━━━ PROVIDED RECORDS ━━━

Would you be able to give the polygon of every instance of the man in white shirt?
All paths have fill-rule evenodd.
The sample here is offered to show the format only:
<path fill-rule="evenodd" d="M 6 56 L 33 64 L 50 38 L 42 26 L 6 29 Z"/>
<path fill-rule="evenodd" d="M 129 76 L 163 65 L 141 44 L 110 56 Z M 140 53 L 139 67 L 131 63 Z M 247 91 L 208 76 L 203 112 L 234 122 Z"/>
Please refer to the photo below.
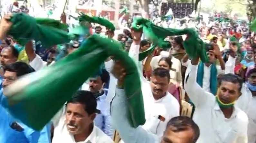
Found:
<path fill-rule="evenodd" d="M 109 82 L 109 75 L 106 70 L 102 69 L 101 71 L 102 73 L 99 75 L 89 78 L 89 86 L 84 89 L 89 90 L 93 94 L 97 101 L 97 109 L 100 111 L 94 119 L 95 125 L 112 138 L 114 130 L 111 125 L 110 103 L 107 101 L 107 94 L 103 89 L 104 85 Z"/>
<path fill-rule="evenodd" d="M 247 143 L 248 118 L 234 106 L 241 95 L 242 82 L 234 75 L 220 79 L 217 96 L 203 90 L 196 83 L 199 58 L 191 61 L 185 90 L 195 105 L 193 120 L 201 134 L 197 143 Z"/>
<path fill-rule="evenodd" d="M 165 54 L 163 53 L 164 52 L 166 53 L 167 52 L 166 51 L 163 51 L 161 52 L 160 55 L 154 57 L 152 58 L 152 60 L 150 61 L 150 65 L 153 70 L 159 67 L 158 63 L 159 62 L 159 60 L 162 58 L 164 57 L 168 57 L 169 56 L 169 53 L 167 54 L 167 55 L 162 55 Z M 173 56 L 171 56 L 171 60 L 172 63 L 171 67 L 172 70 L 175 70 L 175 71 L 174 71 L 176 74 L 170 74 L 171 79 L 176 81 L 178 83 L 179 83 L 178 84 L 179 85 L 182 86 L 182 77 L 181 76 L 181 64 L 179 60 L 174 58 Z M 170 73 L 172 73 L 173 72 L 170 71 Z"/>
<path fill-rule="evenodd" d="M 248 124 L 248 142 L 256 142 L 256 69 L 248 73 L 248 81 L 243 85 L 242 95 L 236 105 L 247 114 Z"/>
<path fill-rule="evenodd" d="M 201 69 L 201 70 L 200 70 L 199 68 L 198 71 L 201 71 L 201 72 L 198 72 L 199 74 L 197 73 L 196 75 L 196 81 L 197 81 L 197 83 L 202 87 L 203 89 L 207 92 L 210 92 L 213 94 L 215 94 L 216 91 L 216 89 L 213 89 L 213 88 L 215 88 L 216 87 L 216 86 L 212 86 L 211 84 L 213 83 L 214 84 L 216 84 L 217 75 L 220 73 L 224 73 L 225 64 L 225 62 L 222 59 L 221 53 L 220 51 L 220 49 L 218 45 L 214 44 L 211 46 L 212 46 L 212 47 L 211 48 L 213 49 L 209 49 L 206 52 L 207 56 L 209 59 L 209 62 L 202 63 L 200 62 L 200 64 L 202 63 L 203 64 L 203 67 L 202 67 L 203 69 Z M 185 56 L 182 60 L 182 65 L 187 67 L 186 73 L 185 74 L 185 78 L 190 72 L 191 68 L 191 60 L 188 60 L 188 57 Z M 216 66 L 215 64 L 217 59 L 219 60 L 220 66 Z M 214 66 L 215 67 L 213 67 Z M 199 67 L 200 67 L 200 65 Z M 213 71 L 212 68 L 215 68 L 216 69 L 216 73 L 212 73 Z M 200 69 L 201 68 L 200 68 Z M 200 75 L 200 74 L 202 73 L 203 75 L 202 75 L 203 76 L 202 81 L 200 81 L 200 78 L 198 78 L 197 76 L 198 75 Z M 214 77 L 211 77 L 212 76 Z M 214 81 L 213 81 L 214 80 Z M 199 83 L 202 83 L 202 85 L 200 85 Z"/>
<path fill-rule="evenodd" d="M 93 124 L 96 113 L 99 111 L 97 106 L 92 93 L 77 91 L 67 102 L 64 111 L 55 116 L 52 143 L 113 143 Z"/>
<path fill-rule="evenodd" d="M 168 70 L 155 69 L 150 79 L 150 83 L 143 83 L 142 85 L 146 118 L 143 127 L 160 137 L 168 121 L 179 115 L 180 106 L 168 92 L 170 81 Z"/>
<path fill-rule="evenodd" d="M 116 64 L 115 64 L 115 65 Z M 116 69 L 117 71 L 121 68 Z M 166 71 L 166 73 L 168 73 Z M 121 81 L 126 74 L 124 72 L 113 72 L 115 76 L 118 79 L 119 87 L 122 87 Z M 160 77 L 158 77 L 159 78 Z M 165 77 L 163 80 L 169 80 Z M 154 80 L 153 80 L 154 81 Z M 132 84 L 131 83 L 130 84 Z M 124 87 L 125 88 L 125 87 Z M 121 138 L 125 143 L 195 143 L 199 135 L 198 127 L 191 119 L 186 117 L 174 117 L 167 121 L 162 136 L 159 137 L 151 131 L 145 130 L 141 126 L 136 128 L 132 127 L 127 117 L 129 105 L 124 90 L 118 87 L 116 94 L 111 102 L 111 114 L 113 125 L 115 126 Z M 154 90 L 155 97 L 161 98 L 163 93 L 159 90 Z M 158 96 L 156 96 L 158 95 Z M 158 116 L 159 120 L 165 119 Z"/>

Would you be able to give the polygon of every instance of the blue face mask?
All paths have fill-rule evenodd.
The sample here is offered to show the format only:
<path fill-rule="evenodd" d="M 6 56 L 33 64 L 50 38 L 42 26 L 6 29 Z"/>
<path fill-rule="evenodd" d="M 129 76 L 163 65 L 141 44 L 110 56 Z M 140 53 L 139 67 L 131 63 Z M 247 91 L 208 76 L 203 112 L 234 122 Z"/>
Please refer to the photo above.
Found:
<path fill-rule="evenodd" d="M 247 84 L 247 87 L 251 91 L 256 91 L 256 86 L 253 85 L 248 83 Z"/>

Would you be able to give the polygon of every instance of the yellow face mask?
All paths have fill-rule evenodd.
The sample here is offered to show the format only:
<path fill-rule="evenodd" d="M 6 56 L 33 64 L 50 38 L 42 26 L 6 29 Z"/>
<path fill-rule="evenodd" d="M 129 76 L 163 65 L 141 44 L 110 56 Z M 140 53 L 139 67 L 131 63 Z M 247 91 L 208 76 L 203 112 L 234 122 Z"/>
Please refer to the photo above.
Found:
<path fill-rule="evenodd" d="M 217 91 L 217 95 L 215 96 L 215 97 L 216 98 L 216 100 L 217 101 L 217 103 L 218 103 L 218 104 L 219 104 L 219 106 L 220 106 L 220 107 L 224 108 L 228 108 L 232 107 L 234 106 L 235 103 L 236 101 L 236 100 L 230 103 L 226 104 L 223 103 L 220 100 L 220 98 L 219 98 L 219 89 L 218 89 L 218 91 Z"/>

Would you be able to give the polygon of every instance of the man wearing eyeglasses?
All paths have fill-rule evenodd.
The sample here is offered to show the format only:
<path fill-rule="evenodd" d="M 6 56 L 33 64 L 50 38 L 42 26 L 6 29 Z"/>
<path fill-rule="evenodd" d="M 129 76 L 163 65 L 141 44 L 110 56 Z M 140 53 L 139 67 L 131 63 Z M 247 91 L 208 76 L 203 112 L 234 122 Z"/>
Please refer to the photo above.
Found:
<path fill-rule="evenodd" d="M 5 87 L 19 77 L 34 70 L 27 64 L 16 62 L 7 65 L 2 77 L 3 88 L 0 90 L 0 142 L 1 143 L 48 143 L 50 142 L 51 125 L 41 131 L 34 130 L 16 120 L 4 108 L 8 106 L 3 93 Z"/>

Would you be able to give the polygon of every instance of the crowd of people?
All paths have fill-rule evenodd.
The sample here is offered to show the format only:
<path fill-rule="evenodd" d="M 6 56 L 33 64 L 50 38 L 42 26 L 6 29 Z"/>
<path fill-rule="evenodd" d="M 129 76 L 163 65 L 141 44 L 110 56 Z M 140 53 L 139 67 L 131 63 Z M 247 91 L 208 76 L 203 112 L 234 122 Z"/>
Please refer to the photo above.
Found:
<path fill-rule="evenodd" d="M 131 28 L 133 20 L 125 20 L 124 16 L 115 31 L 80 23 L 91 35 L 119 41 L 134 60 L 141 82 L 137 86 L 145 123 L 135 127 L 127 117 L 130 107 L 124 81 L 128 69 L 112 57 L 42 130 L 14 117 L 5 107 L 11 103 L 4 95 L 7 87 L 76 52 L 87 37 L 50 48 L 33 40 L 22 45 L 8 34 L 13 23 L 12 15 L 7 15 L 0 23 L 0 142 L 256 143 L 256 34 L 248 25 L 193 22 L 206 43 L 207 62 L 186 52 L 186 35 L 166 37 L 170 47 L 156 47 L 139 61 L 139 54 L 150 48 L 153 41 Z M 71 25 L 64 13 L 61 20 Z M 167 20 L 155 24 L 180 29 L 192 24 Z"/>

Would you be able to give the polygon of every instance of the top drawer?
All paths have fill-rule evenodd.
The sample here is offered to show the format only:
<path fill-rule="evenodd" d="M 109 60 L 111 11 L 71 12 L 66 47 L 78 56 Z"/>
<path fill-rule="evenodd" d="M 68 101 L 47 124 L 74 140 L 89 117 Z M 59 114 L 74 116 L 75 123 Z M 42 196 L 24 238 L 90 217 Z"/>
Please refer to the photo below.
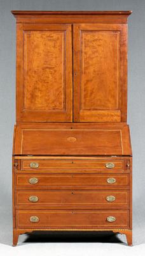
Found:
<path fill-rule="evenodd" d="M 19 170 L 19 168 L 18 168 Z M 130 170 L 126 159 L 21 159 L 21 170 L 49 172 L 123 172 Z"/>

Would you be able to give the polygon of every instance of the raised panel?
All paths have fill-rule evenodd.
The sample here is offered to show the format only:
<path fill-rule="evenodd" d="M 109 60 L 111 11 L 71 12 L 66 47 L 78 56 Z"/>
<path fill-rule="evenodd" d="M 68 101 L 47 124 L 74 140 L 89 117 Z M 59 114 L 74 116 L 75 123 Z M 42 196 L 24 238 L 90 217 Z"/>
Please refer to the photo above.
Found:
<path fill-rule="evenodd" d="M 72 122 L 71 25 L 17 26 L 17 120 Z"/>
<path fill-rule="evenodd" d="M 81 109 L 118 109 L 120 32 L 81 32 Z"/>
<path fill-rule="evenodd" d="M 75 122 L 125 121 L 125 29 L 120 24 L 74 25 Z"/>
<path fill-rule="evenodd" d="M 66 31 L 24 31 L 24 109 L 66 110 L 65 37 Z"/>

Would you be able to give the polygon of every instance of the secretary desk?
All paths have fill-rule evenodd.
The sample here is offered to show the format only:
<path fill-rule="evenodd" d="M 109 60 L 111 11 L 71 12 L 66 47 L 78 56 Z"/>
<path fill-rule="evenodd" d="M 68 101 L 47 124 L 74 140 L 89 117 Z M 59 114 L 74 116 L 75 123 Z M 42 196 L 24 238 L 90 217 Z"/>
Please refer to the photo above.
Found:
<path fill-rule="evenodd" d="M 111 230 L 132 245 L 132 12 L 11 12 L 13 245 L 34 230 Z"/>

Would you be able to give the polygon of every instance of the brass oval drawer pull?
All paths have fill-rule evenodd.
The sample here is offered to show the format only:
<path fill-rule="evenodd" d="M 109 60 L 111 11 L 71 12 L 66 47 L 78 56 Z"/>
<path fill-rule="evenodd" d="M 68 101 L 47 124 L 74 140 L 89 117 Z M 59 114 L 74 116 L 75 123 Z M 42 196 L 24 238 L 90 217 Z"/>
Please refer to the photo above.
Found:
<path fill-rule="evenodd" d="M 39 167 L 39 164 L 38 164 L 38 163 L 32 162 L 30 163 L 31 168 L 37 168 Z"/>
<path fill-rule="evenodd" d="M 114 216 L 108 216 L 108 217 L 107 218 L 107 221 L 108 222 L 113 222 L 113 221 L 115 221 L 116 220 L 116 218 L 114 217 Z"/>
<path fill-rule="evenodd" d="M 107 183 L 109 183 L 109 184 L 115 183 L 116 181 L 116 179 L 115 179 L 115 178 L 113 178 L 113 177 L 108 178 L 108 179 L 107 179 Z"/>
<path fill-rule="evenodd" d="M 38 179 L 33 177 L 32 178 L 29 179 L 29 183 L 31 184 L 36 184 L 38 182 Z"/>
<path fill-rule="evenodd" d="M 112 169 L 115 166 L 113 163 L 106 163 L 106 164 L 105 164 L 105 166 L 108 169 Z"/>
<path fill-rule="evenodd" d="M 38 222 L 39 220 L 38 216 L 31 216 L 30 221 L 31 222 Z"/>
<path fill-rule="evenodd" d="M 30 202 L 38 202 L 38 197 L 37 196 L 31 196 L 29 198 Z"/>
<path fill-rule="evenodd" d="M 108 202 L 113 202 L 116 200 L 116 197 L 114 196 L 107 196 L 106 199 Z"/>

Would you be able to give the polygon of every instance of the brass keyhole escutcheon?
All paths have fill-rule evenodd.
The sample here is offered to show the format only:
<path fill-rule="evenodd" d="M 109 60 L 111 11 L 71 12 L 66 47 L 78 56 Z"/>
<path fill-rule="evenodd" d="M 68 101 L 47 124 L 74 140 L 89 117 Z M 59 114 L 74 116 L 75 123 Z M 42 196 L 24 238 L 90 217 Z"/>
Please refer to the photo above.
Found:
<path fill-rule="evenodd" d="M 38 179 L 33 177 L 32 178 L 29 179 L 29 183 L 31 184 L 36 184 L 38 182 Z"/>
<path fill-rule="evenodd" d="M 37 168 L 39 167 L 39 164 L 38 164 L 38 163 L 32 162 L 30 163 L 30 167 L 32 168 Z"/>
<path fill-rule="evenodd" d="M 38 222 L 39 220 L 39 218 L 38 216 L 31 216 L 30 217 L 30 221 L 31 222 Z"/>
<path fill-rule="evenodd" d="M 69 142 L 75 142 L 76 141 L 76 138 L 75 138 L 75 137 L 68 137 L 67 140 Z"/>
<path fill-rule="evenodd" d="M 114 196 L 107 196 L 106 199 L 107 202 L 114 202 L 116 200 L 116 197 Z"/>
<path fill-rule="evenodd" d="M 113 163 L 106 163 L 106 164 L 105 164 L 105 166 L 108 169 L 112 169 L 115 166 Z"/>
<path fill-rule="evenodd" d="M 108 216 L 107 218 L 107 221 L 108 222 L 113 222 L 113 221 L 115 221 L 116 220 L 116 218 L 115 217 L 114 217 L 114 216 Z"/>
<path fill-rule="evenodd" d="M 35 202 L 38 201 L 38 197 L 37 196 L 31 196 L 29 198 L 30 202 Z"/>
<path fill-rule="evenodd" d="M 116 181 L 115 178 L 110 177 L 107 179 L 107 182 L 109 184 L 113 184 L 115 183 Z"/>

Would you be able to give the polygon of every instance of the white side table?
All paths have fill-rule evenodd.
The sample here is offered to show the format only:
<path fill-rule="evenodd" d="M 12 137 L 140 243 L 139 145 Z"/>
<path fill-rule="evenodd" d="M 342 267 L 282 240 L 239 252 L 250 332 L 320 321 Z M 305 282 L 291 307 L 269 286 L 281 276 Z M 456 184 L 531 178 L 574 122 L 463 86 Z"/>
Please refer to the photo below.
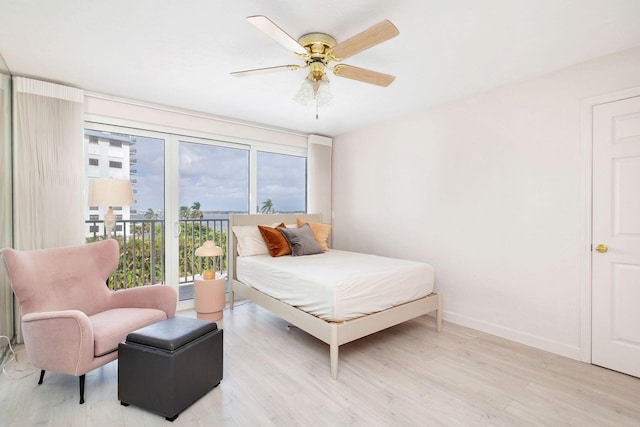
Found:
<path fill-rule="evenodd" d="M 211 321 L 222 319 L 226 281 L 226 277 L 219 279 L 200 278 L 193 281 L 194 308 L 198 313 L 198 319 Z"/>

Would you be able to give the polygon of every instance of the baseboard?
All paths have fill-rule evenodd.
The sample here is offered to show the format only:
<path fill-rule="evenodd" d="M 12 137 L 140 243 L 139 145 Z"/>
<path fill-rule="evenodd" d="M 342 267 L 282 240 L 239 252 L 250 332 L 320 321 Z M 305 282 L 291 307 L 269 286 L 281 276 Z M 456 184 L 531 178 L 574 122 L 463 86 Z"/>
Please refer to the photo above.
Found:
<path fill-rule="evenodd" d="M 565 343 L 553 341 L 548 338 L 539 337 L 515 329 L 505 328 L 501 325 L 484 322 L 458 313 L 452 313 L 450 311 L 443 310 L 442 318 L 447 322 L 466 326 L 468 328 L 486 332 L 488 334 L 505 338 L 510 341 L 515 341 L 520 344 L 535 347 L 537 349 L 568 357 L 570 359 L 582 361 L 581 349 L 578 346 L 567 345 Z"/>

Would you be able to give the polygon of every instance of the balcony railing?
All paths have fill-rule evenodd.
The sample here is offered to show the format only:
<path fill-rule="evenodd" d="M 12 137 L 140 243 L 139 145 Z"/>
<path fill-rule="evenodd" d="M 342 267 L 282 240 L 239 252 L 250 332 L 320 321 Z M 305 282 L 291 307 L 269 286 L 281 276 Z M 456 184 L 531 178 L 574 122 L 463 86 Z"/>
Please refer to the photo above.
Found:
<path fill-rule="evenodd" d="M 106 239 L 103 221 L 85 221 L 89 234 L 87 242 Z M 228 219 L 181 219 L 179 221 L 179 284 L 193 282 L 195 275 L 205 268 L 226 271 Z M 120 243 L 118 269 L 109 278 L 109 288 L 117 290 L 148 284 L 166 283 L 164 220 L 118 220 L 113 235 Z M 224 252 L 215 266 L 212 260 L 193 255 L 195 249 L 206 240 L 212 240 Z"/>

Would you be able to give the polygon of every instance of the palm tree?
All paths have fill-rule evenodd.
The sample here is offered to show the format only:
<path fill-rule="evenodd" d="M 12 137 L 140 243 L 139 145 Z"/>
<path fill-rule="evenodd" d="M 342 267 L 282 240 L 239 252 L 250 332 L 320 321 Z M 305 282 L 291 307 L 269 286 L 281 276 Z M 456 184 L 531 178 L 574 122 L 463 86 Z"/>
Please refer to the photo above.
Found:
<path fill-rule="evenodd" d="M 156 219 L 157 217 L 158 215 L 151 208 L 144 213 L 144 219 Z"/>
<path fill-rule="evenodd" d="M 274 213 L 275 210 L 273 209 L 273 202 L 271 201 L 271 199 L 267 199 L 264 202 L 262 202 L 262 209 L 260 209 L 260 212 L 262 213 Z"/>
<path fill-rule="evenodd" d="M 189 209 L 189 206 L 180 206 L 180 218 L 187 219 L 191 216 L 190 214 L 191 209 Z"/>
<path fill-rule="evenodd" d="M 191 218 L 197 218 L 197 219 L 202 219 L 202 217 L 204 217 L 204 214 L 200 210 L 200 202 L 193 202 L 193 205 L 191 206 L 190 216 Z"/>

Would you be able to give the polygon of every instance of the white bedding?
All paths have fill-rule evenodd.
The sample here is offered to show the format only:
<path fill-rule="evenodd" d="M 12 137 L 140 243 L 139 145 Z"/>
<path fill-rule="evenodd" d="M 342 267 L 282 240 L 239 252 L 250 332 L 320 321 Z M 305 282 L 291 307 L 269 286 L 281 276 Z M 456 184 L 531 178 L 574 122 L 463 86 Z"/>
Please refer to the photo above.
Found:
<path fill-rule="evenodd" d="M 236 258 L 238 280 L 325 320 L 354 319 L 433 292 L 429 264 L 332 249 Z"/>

━━━

*TASK STATEMENT*. Please copy out the part that opens with the line containing "yellow face mask?" and closes with the line containing "142 L 1 143", swapping "format" for "layout" and leaving everything else unchanged. Return only that part.

*FULL SOLUTION*.
Would you be able to give the polygon of every instance of the yellow face mask?
All paths have fill-rule evenodd.
The sample here is offered to show the layout only:
<path fill-rule="evenodd" d="M 6 56 L 33 64 L 50 38 L 42 26 L 6 29 Z"/>
<path fill-rule="evenodd" d="M 129 76 L 163 65 L 141 44 L 110 56 Z M 140 53 L 139 67 L 131 63 Z M 247 91 L 208 76 L 203 112 L 234 122 Z"/>
Please refer to the photo above.
Found:
<path fill-rule="evenodd" d="M 217 91 L 217 95 L 215 96 L 215 97 L 216 98 L 216 100 L 217 101 L 217 103 L 218 103 L 218 104 L 219 104 L 219 106 L 220 106 L 220 107 L 224 108 L 228 108 L 232 107 L 234 106 L 235 103 L 236 101 L 236 100 L 230 103 L 226 104 L 223 103 L 220 100 L 220 98 L 219 98 L 219 89 L 218 89 L 218 91 Z"/>

Would you be able to give the polygon of every instance of the man wearing eyeglasses?
All paths have fill-rule evenodd.
The sample here is offered to show the layout only:
<path fill-rule="evenodd" d="M 6 56 L 33 64 L 50 38 L 42 26 L 6 29 Z"/>
<path fill-rule="evenodd" d="M 129 76 L 163 65 L 141 44 L 110 56 Z M 140 53 L 139 67 L 131 63 Z M 247 91 L 208 76 L 203 112 L 234 122 Z"/>
Please refer to the photo above.
Found:
<path fill-rule="evenodd" d="M 5 87 L 19 77 L 34 70 L 27 64 L 16 62 L 7 65 L 2 77 L 3 88 L 0 90 L 0 142 L 1 143 L 48 143 L 50 142 L 51 125 L 41 131 L 34 130 L 16 120 L 4 108 L 8 106 L 3 93 Z"/>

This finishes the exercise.